Page text ▸
On the other hand, the ego thinks that all but the most minor restrictions are severe and difficult, and it is constantly on the verge of rebellion. As always, it is the Self which must determine how far the restrictive regulations can be taken. From its perspective outside of spacetime it is best able to determine how much pressure the psyche can take -- frequently it is far more (or sometimes far less) than the ego thinks possible.
The Confucian commentary observes: "We see a cheerful attitude directing the course amidst peril." This refers to the lower trigram of Cheerfulness encountering the upper trigram of Peril or Danger. The restrictions of the Work are more often than not unpleasant and risky, constantly verging on some kind of an explosion. An attitude of cheerful acceptance enables one to survive these difficult trials. This is an extremely important concept, because without it one can all too easily fall into a suicidal despair. The Work can become an impossible burden unless one learns how to approach stress and hardship with an almost irreverent sense of humor. (This in itself is an essential lesson about how to purge the ego of its myopic notions of what it will and will not "accept" in life.)
There is an old Zen proverb that says: "Hell, also, is a place to live in." The message is clear: be of good cheer, because without it you are sure to fail.
The seeming inevitability of conflict among the archetypal "powers" can cause us to experience life as a hopeless, senseless impasse. But the conflict can also be discovered to be the expression of a symbolic pattern still to be intuited. It can be lived as if it were a drama, the play of life or of the gods, for the purpose of experiencing an ultimate meaning ... When one can feel with Goethe that "everything transient is but a symbol," then meaning can be found not only in creativity, joy and love but also in impasse, suffering and conflict. Then life can be lived as a work of art. E.C. Whitmont -- The Symbolic Quest
Line 1
Legge: The first line, dynamic, shows its subject not quitting the courtyard outside his door. There will be no error.
Wilhelm/Baynes: Not going out of the door and the courtyard is without blame.
Blofeld: He goes not go forth from the outer gates and courtyards of his home -- no error!
Liu: One does not go out of the door and courtyard. No blame.
Ritsema/Karcher: Not issuing-forth-from the door chambers. Without fault.
Shaughnessy: Not going out of the door or window; there is no trouble.
Cleary (1): Not leaving home, there is no blame.
Wu: He does not go beyond the entrance hall of his house. No error.
COMMENTARY
Confucius/Legge: He knows when he has free course and when he is obstructed. Wilhelm/Baynes: One knows what is open and what is closed. Blofeld: He acts thus from his knowledge of when things can be carried through to their end and when they will be blocked. [The implication is that we should now hold back.]Ritsema/Karcher: Knowing interpenetrating clogging indeed. Cleary (2): Not leaving home is knowing passage and obstruction. Wu: He knows what can be done and what cannot be.
The Master said: "When disorder arises, it will be found that ill-advised speech was the stepping stone to it. If a ruler does not keep secret his deliberations with his minister, he will lose that minister. If a minister does not keep secret his deliberations with his ruler, he will lose his life. If important matters in the germ are not kept secret, that will be injurious to their accomplishment. Therefore the superior man is careful to maintain secrecy, and does not allow himself to speak."

Given information ▸
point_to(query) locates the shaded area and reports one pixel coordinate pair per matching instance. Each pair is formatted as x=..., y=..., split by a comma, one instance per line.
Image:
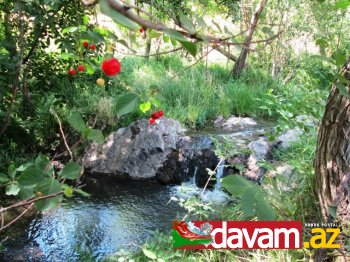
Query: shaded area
x=117, y=215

Your goal ▸ Reproduce the part of the commentary on restrictions between "Shaughnessy: Not going" and "house. No error.", inclusive. Work only from the commentary on restrictions and set the material aside.

Task result ▸
Shaughnessy: Not going out of the door or window; there is no trouble.
Cleary (1): Not leaving home, there is no blame.
Wu: He does not go beyond the entrance hall of his house. No error.